* _Exercise_
Answer the following questions using the article below on men's role in maternal health.
(a) At which hospital does Joseph Zulu work as a community health assistant?
(b) How many recommendations are on the WHO list that includes the involvement of men in maternal and newborn health?
(c) What is Mr Chunga's first name?

* _Excerpt to read_
........

Mrs Chunga adds, “There are times when the medical staff gives instructions or any explanation regarding the pregnancy and when you have a husband or partner accompanying you, it becomes easier in case he has questions regarding anything.”
The role of husbands in maternal health is often overlooked by society and families in many communities in Zambia.
“I have learnt that support from our husbands or indeed male partners has long lasting benefits for both the developing child and the expectant mother,” Mrs Chunga says.
She recalls that during her first pregnancy, she would feel ashamed of going for the routine checkups with her husband but with time, she got used such that whatever people in her community said did not matter to her.
“It looks like it is against the norm but my husband and I have vowed to defy it. I want to be the change to this trend, we need men present at all stages in the process of women giving a life,” Mrs Chunga says.
But do men have an important role in maternal and newborn health care both as partners and parents?
Mr Chunga feels in today’s society, it is easy to forget that there are some major differences between the genders.
“While your pregnant wife spends nine months growing a baby inside of her, you will be left to watch from the outside.,” Mr Kuteng’a Chunga says.
Mr Chunga says from experience, he has leant that being pregnant is tough.
“I want her to be as happy and comfortable as possible, and I always did whatever I could to help Precious,” Mr Chunga says.
The pregnancy process for many men is a little bewildering. Not knowing what to do, they end up nervously backing away instead of stepping up the support when their women need them the most.
But for Mr Chunga, it was time to learn more about the baby and the expectant mother.
As heads of the family, men mostly control resources and serve as the final authority on several happenings in homes.
Surprisingly, beyond that, many men seem to have no expectation of any further role during antenatal care and therefore find it unnecessary to attend clinics with their partners.
In patriarchal settings, the role of men can be complex and social and cultural traditions may conflict.
But medically, men’s role during antenatal care has several benefits both physically and mentally for both the expectant mother and the unborn child.
A community health assistant at Kafue District Hospital, Joseph Zulu says the trend is slowly changing.
“We now see at least two or three pregnant women come with their husbands or partners for the antenatal routine checkups. It was not so a few years ago,” Mr Zulu says.
In cases where men accompany their wives, the couples are given priority.
The World Health Organisation (WHO) has declared the involvement of men in maternal and newborn health as a priority.
It is one of eight “strong recommendations” on a list of 12 in its just-published WHO recommendations on health promotion interventions for maternal and newborn health.
It recommends further research into a family approach, looking also at other key family relationships around the mother and baby.
One of the recommendations reads: “Interventions to promote the involvement of men during pregnancy, childbirth and after birth are recommended to facilitate and support improved self-care of women, improved home care practices for women and newborns, improved use of skilled care during pregnancy, childbirth and the postnatal period for women and newborns, and increase the timely use of facility care for obstetric and newborn complications.”
And renowned gynecologist Swebby Macha says the role of husbands in maternity care is important for safe childbirth.
“Men should be present because their being around gives a pregnant woman emotional support and also helps in the development of the pregnancy,” Dr Macha says.
Dr Macha says a woman’s memory takes a dive during pregnancy and sometimes she may be nervous and excited, hence she might rely on her partner to remind her about what medication to take and what food to eat at what time.
In Zambia, pregnancy and childbirth has been women’s domain and maternal health care services have focused on women, with very little male involvement.

........

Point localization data
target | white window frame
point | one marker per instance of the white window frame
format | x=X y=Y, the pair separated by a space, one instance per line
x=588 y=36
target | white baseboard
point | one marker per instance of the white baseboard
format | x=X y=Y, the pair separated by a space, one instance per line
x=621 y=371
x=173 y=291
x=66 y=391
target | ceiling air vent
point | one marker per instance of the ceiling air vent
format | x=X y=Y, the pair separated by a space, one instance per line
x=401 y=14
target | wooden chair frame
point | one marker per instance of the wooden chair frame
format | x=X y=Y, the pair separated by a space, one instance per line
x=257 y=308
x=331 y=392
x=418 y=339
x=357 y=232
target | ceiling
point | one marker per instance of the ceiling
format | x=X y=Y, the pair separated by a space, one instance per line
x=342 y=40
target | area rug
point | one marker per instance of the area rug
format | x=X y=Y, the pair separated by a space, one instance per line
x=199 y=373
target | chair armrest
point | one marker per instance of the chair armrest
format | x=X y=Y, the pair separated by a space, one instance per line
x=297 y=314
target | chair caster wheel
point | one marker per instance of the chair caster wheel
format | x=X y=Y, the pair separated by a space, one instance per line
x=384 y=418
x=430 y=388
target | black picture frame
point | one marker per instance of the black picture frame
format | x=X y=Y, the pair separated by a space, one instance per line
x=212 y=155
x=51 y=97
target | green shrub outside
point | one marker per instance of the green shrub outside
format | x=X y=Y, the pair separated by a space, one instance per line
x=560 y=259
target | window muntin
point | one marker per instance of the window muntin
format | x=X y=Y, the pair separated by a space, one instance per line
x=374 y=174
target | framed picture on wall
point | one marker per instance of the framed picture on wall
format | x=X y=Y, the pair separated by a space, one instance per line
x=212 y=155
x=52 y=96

........

* _Solution to this problem_
(a) Kafue District Hospital
(b) 12
(c) Kuteng'a